■ DATA FOR PROCESSING:

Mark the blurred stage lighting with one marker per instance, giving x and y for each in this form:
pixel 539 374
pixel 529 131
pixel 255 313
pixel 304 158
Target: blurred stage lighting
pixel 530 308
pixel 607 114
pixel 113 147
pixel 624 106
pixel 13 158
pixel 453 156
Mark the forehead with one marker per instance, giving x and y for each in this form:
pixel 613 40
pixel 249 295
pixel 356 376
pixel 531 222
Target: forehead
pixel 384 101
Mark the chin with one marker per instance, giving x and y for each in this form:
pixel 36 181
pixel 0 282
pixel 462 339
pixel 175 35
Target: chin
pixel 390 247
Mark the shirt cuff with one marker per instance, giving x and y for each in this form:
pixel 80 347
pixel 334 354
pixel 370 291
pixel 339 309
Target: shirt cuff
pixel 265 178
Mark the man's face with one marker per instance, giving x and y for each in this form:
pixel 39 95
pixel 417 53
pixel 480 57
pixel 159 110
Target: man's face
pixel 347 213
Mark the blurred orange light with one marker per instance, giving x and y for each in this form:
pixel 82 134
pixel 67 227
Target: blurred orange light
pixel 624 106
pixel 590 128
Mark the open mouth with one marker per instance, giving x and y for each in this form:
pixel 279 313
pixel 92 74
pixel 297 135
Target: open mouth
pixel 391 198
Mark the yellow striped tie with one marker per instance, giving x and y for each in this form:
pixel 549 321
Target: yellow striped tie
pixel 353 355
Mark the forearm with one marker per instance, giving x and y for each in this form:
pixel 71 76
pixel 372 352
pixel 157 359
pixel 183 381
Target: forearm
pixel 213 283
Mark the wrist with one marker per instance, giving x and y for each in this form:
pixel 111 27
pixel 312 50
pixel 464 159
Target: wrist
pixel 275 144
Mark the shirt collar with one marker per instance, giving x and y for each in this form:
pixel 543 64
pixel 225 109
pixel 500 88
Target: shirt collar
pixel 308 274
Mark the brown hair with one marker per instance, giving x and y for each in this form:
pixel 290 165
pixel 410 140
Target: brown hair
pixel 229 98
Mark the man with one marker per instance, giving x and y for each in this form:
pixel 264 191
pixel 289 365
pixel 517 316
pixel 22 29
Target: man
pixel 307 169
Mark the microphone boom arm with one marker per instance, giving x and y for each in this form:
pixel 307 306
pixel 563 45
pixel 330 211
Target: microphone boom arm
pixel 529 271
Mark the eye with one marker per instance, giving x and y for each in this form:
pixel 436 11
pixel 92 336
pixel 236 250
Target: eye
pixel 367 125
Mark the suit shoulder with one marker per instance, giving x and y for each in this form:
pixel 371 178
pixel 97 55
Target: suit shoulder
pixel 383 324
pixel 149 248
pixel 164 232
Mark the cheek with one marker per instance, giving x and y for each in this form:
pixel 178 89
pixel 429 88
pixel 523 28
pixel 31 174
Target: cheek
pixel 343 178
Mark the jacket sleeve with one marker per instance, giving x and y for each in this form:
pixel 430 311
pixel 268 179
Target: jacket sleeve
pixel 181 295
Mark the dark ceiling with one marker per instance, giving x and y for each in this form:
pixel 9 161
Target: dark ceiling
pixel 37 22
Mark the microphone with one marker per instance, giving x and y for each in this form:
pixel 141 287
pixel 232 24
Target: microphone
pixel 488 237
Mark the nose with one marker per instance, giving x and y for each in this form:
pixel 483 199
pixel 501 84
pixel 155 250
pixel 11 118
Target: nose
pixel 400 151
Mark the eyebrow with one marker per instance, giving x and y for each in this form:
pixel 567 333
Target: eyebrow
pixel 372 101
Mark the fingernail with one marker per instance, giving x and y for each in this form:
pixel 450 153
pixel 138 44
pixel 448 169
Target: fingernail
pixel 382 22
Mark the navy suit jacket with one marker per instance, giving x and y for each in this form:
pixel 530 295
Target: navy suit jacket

■ EXERCISE DIRECTIONS: Write out every entry again exactly, please, with nothing missing.

■ PROBLEM SOLUTION:
Mark the blurred stage lighting with one marker per instance, giving x and y for each in this form:
pixel 539 374
pixel 529 131
pixel 255 313
pixel 304 158
Target: blurred stage lighting
pixel 530 308
pixel 607 114
pixel 113 147
pixel 624 106
pixel 13 158
pixel 453 156
Mark the forehead with one marker per instance, giving x and y for each in this form:
pixel 613 40
pixel 249 295
pixel 356 376
pixel 531 222
Target: forehead
pixel 384 101
Mark the chin with one marker per instance, giving x and y for each in this form:
pixel 36 181
pixel 0 282
pixel 462 339
pixel 175 35
Target: chin
pixel 390 247
Mark the shirt cuff with one marker per instance, giving x and y for each in this form:
pixel 80 347
pixel 334 354
pixel 370 291
pixel 339 309
Target: shirt cuff
pixel 265 178
Mark the man's face with one marker per instance, giving x and y for each in this form:
pixel 39 95
pixel 417 53
pixel 480 57
pixel 159 110
Target: man's face
pixel 347 213
Mark the blurred orange light with one marker per instance, giving x and y for each in this form:
pixel 82 134
pixel 67 227
Target: blurred orange light
pixel 624 106
pixel 590 128
Mark the open mouth with one marker per instance, giving x and y for each in this form:
pixel 279 313
pixel 92 74
pixel 297 135
Target: open mouth
pixel 391 198
Mark the yellow striped tie with one marker per instance, giving x and y for each in this form:
pixel 549 321
Target: yellow striped tie
pixel 353 355
Mark the forearm with one marker per instance, giving x and y for each in this form:
pixel 71 76
pixel 372 352
pixel 157 359
pixel 183 381
Target: forearm
pixel 213 283
Mark the wrist with one marker per instance, giving x and y for each in this form:
pixel 111 27
pixel 312 50
pixel 464 159
Target: wrist
pixel 275 144
Mark the shirt collar with one marker per instance, giving x and y for each in this form:
pixel 543 64
pixel 225 109
pixel 500 88
Target: shirt collar
pixel 308 274
Mark the brown hair with one marker per instance, giving x and y for each in this form:
pixel 290 165
pixel 410 140
Target: brown hair
pixel 229 98
Mark the man with one marker per instance, giving x and y for each in this form:
pixel 264 191
pixel 289 365
pixel 517 316
pixel 22 29
Target: man
pixel 307 169
Mark the microphone boom arm with one marker per instance, giving x and y for each in this form:
pixel 307 306
pixel 563 45
pixel 330 211
Target: microphone boom arm
pixel 529 271
Mark the eye with one marker per instance, giving x and y for each in this form:
pixel 436 11
pixel 92 336
pixel 236 250
Target: eye
pixel 367 125
Mark the suit shoulder with one marker per instance, giving x and y for each in this form:
pixel 371 178
pixel 97 55
Target: suit shoulder
pixel 383 324
pixel 149 248
pixel 164 232
Mark the cheek with one marker per instance, giving x and y for each in this form:
pixel 178 89
pixel 429 88
pixel 523 28
pixel 31 174
Target: cheek
pixel 343 178
Mark the jacket sleeve with one marker per instance, giving x and y for each in this form:
pixel 430 311
pixel 268 179
Target: jacket sleeve
pixel 181 295
Mark the dark ceiling with one marker per instance, giving x and y for each in this form:
pixel 9 161
Target: dark ceiling
pixel 37 22
Mark the microphone with one marker per instance, giving x and y for each in this form:
pixel 141 287
pixel 232 24
Target: microphone
pixel 488 237
Mark the nose with one marker per instance, giving x and y for each in this form:
pixel 483 199
pixel 501 84
pixel 155 250
pixel 11 118
Target: nose
pixel 400 151
Mark the eyebrow with one marker per instance, giving x and y for each in this form:
pixel 567 333
Target: eyebrow
pixel 372 101
Mark the fingernail with one marker per instance, giving x and y for each in this form:
pixel 450 153
pixel 138 44
pixel 448 169
Target: fingernail
pixel 382 22
Mark the navy suit jacket with one marker per instance, giving x and y for each in this form:
pixel 530 295
Target: navy suit jacket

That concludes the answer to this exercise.